**YOUR OBJECTIVE**
Return every line of the material below that contains the word "dune".

**THE DATA**
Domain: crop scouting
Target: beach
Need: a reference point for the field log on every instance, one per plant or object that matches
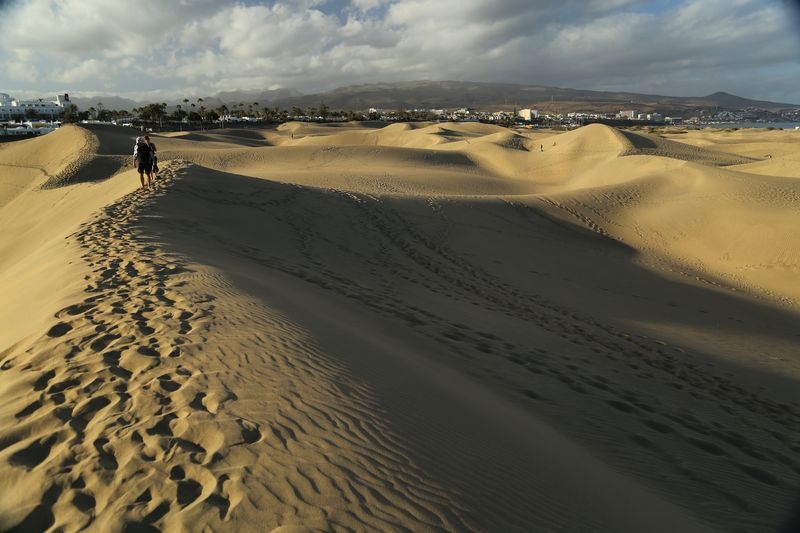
(402, 327)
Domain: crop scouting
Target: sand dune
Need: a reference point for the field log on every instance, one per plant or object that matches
(424, 327)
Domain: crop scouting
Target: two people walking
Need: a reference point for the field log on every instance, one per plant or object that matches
(145, 159)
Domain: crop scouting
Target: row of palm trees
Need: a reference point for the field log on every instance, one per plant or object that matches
(198, 114)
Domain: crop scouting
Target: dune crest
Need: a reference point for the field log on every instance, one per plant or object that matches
(438, 327)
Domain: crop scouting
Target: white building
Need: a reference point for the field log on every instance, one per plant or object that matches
(15, 110)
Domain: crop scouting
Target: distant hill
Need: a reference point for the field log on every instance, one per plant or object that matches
(428, 94)
(452, 94)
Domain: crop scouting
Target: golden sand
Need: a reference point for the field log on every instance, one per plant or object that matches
(416, 327)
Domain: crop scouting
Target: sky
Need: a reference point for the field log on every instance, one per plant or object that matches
(162, 50)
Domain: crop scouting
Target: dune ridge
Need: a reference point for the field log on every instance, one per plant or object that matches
(428, 327)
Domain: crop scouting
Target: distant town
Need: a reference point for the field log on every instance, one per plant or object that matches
(27, 118)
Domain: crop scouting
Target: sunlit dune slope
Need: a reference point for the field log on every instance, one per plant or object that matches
(416, 327)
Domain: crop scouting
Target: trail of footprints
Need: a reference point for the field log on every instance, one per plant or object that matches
(617, 381)
(114, 398)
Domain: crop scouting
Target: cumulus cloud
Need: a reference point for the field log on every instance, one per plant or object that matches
(197, 47)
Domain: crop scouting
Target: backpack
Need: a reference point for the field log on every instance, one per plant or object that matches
(143, 151)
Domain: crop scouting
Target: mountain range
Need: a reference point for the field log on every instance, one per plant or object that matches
(455, 94)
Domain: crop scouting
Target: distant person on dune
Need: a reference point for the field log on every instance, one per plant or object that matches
(154, 154)
(143, 160)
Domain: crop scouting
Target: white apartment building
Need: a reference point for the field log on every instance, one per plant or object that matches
(15, 110)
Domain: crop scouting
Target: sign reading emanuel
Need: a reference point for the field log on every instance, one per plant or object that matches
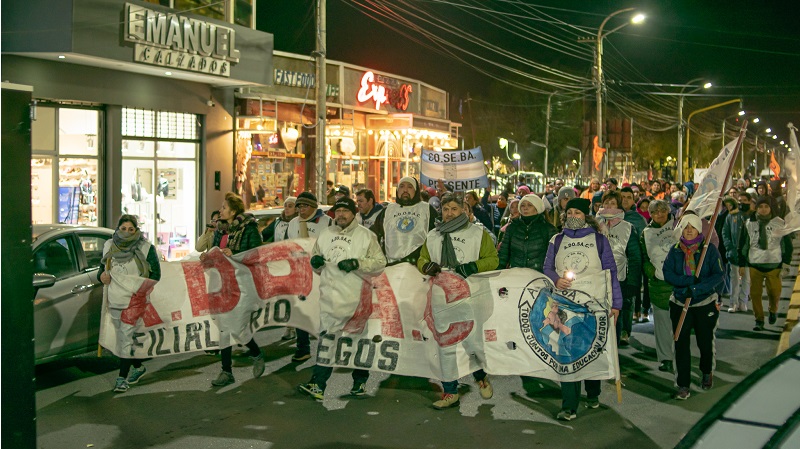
(170, 40)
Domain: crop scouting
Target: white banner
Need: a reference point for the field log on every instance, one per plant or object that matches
(461, 170)
(510, 322)
(708, 188)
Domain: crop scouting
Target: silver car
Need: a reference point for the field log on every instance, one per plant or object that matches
(69, 298)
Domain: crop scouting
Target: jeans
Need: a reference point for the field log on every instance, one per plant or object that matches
(571, 393)
(703, 320)
(451, 387)
(773, 281)
(227, 355)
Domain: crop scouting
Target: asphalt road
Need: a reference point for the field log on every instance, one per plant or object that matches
(174, 406)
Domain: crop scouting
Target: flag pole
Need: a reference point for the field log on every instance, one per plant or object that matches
(714, 216)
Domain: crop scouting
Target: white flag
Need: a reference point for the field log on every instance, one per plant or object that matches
(710, 185)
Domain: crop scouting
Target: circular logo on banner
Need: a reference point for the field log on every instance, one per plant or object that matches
(567, 329)
(406, 224)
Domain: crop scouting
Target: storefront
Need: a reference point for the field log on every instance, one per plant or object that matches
(377, 125)
(132, 116)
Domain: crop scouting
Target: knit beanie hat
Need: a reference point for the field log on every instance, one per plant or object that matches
(581, 204)
(346, 203)
(535, 202)
(308, 199)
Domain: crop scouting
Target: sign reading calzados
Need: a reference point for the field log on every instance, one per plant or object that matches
(170, 40)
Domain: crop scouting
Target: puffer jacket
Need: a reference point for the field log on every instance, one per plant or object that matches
(525, 245)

**THE RESULT**
Target: sand dune
Target: dune crest
Target: dune ridge
Target: sunlit dune slope
Target: distant person on dune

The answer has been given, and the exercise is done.